** What you will do **
For each line of the listing, output an exact copy.

── Data records ──

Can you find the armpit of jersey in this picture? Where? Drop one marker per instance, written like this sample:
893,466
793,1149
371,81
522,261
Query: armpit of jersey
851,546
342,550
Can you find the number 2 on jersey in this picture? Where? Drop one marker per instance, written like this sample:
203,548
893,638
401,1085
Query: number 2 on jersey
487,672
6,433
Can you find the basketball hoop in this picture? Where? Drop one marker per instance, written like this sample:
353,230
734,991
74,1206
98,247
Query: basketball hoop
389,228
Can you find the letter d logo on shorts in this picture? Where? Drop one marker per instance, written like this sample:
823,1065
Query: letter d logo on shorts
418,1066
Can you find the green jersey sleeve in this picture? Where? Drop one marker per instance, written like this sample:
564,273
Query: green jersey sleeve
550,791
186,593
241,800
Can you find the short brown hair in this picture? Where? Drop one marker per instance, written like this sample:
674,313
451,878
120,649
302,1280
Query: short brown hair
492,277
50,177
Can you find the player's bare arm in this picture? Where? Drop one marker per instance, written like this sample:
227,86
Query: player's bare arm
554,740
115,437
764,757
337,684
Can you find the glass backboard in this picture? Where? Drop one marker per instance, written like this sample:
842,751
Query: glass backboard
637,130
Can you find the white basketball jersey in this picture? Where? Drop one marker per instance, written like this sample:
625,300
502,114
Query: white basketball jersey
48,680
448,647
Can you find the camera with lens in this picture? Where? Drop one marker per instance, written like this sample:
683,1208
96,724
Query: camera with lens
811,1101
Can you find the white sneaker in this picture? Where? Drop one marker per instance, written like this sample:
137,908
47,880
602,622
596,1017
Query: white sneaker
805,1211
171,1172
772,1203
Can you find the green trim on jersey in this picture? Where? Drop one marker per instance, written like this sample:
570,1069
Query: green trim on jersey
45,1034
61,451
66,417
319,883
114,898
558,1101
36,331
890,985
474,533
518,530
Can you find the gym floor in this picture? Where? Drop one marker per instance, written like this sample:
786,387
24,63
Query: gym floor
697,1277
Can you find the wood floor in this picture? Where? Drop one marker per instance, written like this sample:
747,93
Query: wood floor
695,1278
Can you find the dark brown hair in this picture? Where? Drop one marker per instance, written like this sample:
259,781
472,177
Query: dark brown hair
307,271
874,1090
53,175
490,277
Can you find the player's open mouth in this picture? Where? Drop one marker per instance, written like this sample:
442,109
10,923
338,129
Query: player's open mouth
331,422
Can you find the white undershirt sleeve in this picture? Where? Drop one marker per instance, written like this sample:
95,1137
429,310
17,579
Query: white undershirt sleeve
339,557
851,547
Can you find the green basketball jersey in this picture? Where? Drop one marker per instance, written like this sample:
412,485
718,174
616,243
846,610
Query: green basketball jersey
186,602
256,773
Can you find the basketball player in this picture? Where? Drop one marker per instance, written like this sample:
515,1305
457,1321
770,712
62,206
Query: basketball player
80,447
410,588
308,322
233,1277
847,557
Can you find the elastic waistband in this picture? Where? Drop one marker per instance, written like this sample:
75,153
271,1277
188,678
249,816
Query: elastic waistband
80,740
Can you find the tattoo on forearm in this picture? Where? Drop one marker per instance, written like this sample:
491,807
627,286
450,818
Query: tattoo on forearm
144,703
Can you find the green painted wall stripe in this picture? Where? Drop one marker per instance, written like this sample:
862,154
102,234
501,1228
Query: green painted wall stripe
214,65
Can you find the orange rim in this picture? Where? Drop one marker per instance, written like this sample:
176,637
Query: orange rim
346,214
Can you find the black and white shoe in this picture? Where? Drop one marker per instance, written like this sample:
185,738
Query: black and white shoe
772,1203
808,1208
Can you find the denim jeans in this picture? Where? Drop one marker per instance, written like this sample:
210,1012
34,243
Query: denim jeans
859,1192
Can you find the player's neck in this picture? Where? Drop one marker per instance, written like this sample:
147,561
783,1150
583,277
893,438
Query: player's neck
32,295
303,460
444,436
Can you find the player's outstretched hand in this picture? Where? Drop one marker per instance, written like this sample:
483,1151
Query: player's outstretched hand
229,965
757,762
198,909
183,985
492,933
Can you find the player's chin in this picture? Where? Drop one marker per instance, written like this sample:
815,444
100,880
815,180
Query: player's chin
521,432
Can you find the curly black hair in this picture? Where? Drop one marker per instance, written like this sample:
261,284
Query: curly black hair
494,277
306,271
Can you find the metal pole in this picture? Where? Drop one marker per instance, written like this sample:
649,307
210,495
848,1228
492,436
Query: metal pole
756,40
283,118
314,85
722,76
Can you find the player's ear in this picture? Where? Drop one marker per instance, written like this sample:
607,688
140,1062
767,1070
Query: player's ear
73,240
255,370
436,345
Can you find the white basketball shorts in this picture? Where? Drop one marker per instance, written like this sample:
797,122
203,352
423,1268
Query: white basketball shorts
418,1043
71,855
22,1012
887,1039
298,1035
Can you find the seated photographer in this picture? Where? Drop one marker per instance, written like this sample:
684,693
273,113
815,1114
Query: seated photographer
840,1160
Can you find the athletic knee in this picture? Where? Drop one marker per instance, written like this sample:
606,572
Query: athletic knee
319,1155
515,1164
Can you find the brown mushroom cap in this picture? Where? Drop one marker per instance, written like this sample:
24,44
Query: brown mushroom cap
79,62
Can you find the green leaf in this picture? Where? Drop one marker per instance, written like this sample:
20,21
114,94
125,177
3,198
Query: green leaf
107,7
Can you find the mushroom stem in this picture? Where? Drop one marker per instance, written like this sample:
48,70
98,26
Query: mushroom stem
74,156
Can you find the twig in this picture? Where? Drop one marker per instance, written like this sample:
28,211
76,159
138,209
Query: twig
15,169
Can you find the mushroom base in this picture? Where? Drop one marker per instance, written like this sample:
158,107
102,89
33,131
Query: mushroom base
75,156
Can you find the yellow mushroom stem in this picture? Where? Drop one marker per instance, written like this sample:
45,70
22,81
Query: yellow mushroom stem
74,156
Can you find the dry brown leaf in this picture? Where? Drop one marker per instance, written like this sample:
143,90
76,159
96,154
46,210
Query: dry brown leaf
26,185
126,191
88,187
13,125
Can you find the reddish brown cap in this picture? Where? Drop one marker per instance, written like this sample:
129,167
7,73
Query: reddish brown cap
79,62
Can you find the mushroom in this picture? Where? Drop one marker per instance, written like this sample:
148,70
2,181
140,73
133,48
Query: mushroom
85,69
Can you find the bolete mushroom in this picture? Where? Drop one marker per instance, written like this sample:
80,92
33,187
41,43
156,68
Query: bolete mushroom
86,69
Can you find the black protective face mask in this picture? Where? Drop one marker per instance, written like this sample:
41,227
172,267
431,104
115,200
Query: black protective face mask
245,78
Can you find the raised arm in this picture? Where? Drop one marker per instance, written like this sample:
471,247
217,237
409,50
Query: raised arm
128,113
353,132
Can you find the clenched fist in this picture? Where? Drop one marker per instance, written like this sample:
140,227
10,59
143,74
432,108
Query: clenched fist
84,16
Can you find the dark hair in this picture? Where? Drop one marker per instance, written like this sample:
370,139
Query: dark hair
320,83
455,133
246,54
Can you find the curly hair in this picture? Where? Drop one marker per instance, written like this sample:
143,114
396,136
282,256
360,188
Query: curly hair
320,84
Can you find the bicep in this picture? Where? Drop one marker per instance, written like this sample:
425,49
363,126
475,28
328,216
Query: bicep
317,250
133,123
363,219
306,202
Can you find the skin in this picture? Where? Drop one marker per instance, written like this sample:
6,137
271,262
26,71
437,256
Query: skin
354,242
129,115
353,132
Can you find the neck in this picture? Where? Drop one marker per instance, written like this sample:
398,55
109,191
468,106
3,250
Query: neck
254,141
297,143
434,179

───

** Exercise solution **
Can you find the armpit of jersey in this picture? Where? Drop one marker per instance, written like this sample:
893,466
793,1149
371,81
522,261
Query: armpit of jersey
851,546
342,550
Can you find the number 2 on jersey in this picture? Where? Drop one marker per instance, written like this sample:
203,548
893,638
401,1085
Query: number 2 on jersey
487,672
6,433
Can you find the basketball hoop in this picture? Where? Drop one marker per instance, written like this sample:
353,230
734,991
74,1206
98,247
Query: basketball hoop
389,228
Can you find the letter d logo on shorts in this picture? Where? Drop one marker per instance, written like this sample:
823,1065
Query: letter d logo on shorts
418,1066
Can you find the green jersey sleeve in this picture? Where? Drop one marker per instance, written like this sample:
564,273
Query: green jersey sleeve
550,791
186,593
241,800
Can you find the short brown hair in this picture? Where? Drop one marker per instance, written like this sample:
674,313
451,878
120,649
302,1280
Query: short brown hair
492,277
50,177
Can you find the player's bare arm in this picture? Where? Drop one marker per instance, written like this sample:
227,86
Query: player's bare arm
554,740
115,437
764,757
337,684
Can you find the glass backboard in this picture? Where? Drop one marker per instance, written like this sample:
842,751
Query: glass backboard
637,130
Can you find the white basketball jersey in this picture? Where? Drop one marker per instance, written like this sample:
625,300
502,114
Query: white basketball jersey
48,680
448,647
Can you find the camera with lens in this picture? Where? Drop one marker per instance, written like this sample:
683,1208
96,724
Query: camera with lens
811,1101
Can you find the white sneaker in this picture? Where? Drop one marker per instance, written like this sample:
137,908
47,880
602,622
596,1017
Query: white sneaker
805,1211
171,1172
772,1203
Can you find the green trim on jersey in this picture? Where? Drop one marker per instance, written like this sample:
570,1069
Query: green trim on jersey
45,1034
61,451
66,417
319,883
114,898
558,1101
36,331
890,985
474,533
518,530
Can you find the gym floor in this picture? Where? Drop one marker per instance, written like this sample:
786,387
24,63
Query: gym floor
697,1277
Can you find the wood floor in this picture? Where? Drop one marker per instance, written like this sample:
747,93
Query: wood floor
695,1278
Can you find the dark brown hair in this picture? Where? Drop one marker per instance, written like this sample:
259,781
472,177
Query: dark brown hair
307,271
874,1090
53,175
490,277
Can you find the player's open mouth in this picture? Where? Drop one marker per instance, written like this sample:
442,109
10,923
338,129
Query: player's open mouth
331,422
Can you find the white undershirt sleeve in this picture? Where? Drop one marker per instance, written like this sample:
95,1137
429,310
17,579
Query: white undershirt sleeve
339,557
851,547
Can you find the green basketball jersey in this picture? Where? Drop one marker per instance, written like this sample:
412,485
718,174
616,243
846,610
Query: green basketball jersey
186,602
256,773
Can you find the basketball player in this picture? Where? Drop one marker per instance, written like this sample:
515,1305
457,1321
770,712
62,206
Query: basketball player
80,447
410,588
308,322
233,1277
847,557
Can you find the elastic waistband in this picture? Where? Drop one marker per instance, written like this sample:
75,153
271,1277
188,678
249,816
Query: elastic waistband
80,740
Can you find the tattoo on forearm in this picture? Where? Drop one marker per instance, written like this sample:
491,807
627,286
450,818
Query: tattoo on forearm
144,703
Can you find the green painted wall stripe in this picture? Where? Drop one marker per instance, written like this sample:
862,154
102,234
501,1228
Query: green painted wall stripe
214,65
Can you find the orange rim in this picture? Where? Drop one marker per instance, written like this sample:
176,637
Query: orange rim
346,214
Can you find the black and white shoe in this picture? Where? Drop one marker per instance, written like this sample:
185,738
Query: black and white shoe
772,1203
808,1208
Can you find the denim jeans in this picture? Where? Drop one marker per instance, written like this sample:
210,1012
34,243
Query: denim jeans
859,1192
Can you find the player's neck in this picture? Where? Drop one marker per instance, written like this sample:
147,561
783,1150
583,277
893,438
Query: player's neck
32,295
303,460
444,436
Can you find the player's outstretched hand in this picture? Where? Drop one marker per instance, written like this sample:
483,1151
Query: player's outstretched hand
229,965
757,762
198,909
183,985
492,933
Can you find the player's chin in this picture? Where? Drop one marker per instance, written like this sample:
815,444
100,880
815,180
Query: player's chin
521,432
Can you find the curly black hair in this picture? Where? Drop one marker per instance, written like this sample:
261,284
Query: curly black hair
494,277
306,271
Can you find the metal pole in this picture? Where? Drop one marker per instance, written like this sample:
649,307
210,495
848,1228
492,436
Query: metal pole
756,40
283,118
314,85
722,76
Can you find the player's ear in this picture? Where? Drop one marker per instance, written like this sample:
607,688
140,1062
767,1070
Query: player's ear
73,240
255,370
436,345
Can you find the white basketball shorts in this picture? Where? Drop one marker per instance, written like this sample:
797,122
203,352
423,1268
Query: white basketball shorts
418,1043
71,855
22,1012
887,1039
298,1035
Can you find the seated photographer in this picture? Where? Drop one marker per instance, written like this sample:
684,693
273,113
815,1114
Query: seated photographer
840,1160
Can you find the athletic knee in this picture? Where? Drop one marker per instance, written like this sample:
606,572
Query: athletic knee
319,1155
515,1164
Can you find the brown mushroom cap in this picture? Where? Drop one marker per instance, written like this sample:
24,44
Query: brown mushroom cap
79,62
Can you find the green leaf in this picture? Where? Drop one marker per instance, written like this sample:
20,21
114,94
125,177
3,198
Query: green leaf
107,7
Can you find the mushroom stem in this picture? Where? Drop one marker per instance, written like this sample:
48,70
98,26
Query: mushroom stem
74,156
Can you find the twig in this picture? Where? Drop one marker per instance, written like this sample:
28,211
76,159
138,209
Query: twig
15,169
Can you find the mushroom base in this picture? Where? Drop one marker per instance, written like this sample:
158,107
102,89
33,131
Query: mushroom base
75,156
Can you find the yellow mushroom stem in this picture? Where? Drop one marker per instance, written like this sample:
45,70
22,81
Query: yellow mushroom stem
74,156
Can you find the dry brown leaf in this picture? Where? Drop one marker per instance, written like this sample:
143,90
76,159
96,154
46,210
Query: dry brown leaf
26,185
126,191
88,187
13,125
Can you find the reddish brown cap in this picture? Where? Drop one marker per instance, written like this sample:
129,167
7,73
Query: reddish brown cap
79,62
Can you find the mushroom in this picture? Where? Drop one marker per instance, written like this sample:
148,70
2,181
140,73
133,48
Query: mushroom
85,69
Can you find the bolete mushroom in this picture? Where? Drop one marker per instance, written like this sample:
80,92
33,187
41,43
156,68
Query: bolete mushroom
86,69
Can you find the black protective face mask in this picture? Where? Drop one marker per instance, written like this sample:
41,227
172,267
431,104
115,200
Query: black protective face mask
245,78
Can you find the raised arm in this picture? Where? Drop one marker per instance, written like this sample:
471,247
217,237
409,50
Query: raised arm
128,113
353,132
Can you find the clenched fist in this picture? Where? Drop one marker per instance, written like this sample:
140,227
10,59
143,74
432,108
Query: clenched fist
84,16
Can you find the dark hair in this picture? Where? Drop one marker per instance, written like this sample:
370,139
Query: dark hair
320,83
455,133
246,54
Can you find the curly hair in this picture? Where? Drop one marker per instance, written like this sample:
143,114
396,136
282,256
360,188
Query: curly hair
320,84
Can you find the bicep in this picture? Where? Drop one marker per instance, written like this sample:
425,49
363,126
475,28
328,216
Query: bicep
317,250
133,123
363,219
306,202
Can you find the skin in this picture? Where? Drop one marker per instance, written like this sample:
6,137
271,262
26,71
437,256
Query: skin
354,242
129,115
353,132
Can you find the neck in this picture? Where? Drop one marker per instance, written like this sample:
398,55
109,191
468,106
3,250
Query: neck
254,141
297,143
434,179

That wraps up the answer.